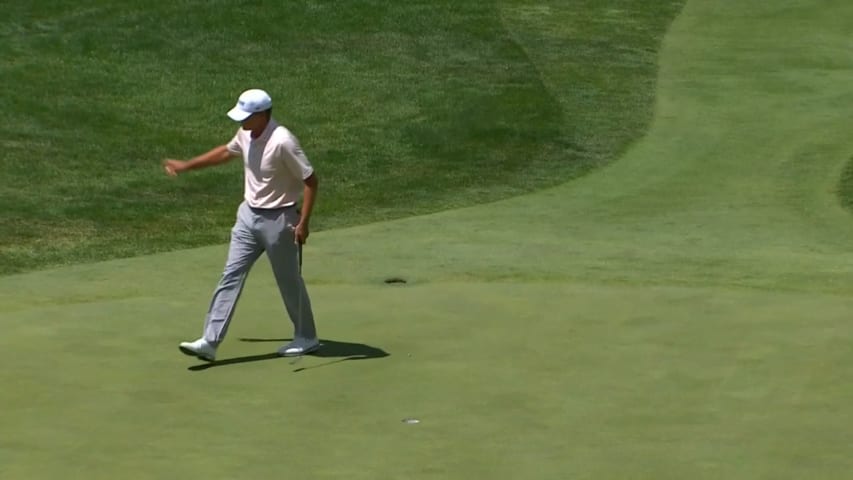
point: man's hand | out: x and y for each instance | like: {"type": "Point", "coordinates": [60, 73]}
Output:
{"type": "Point", "coordinates": [300, 233]}
{"type": "Point", "coordinates": [216, 156]}
{"type": "Point", "coordinates": [173, 167]}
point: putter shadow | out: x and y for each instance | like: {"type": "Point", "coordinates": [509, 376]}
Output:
{"type": "Point", "coordinates": [342, 351]}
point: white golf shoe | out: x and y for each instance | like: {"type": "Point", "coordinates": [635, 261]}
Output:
{"type": "Point", "coordinates": [299, 347]}
{"type": "Point", "coordinates": [199, 348]}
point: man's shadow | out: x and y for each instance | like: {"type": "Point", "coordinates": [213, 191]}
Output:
{"type": "Point", "coordinates": [340, 351]}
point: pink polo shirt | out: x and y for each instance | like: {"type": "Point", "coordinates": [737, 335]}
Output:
{"type": "Point", "coordinates": [275, 166]}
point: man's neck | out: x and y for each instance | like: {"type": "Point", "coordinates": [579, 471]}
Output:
{"type": "Point", "coordinates": [260, 130]}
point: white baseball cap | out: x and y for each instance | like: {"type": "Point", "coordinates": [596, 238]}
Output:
{"type": "Point", "coordinates": [250, 101]}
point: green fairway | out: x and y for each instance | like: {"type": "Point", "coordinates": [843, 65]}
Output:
{"type": "Point", "coordinates": [682, 312]}
{"type": "Point", "coordinates": [403, 107]}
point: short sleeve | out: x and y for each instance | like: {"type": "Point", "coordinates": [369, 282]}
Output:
{"type": "Point", "coordinates": [234, 146]}
{"type": "Point", "coordinates": [295, 159]}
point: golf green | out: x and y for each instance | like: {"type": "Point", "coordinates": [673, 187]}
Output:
{"type": "Point", "coordinates": [680, 313]}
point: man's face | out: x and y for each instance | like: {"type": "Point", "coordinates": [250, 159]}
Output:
{"type": "Point", "coordinates": [256, 121]}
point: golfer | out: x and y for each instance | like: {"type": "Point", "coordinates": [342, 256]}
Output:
{"type": "Point", "coordinates": [277, 172]}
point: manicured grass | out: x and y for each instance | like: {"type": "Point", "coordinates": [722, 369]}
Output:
{"type": "Point", "coordinates": [404, 108]}
{"type": "Point", "coordinates": [682, 312]}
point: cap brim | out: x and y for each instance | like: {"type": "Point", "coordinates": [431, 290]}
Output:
{"type": "Point", "coordinates": [238, 114]}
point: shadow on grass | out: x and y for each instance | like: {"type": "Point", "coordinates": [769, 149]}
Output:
{"type": "Point", "coordinates": [339, 351]}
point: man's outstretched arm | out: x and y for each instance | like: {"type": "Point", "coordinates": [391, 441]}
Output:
{"type": "Point", "coordinates": [216, 156]}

*****

Task = Beginning with the first line of the entries above, repeat each line word for word until the line with "point: white baseball" has been given too. Omit the pictures.

Exercise response =
point: man's hand | out: x and y for each instance | like: {"type": "Point", "coordinates": [60, 73]}
Output:
{"type": "Point", "coordinates": [300, 233]}
{"type": "Point", "coordinates": [216, 156]}
{"type": "Point", "coordinates": [173, 167]}
point: putter shadow | out: x and y for each instance | like: {"type": "Point", "coordinates": [509, 376]}
Output:
{"type": "Point", "coordinates": [342, 351]}
point: white golf shoe | out: x and y for each instance | like: {"type": "Point", "coordinates": [635, 261]}
Output:
{"type": "Point", "coordinates": [299, 347]}
{"type": "Point", "coordinates": [199, 348]}
point: man's shadow | out: x and y for each instance | like: {"type": "Point", "coordinates": [213, 191]}
Output:
{"type": "Point", "coordinates": [340, 351]}
point: pink polo shirt | out: x and y for each instance | like: {"type": "Point", "coordinates": [737, 335]}
Output:
{"type": "Point", "coordinates": [275, 166]}
point: man's neck | out: x and y for each instance | like: {"type": "Point", "coordinates": [579, 471]}
Output:
{"type": "Point", "coordinates": [260, 130]}
point: white baseball cap | out: x and y for each instance | like: {"type": "Point", "coordinates": [596, 238]}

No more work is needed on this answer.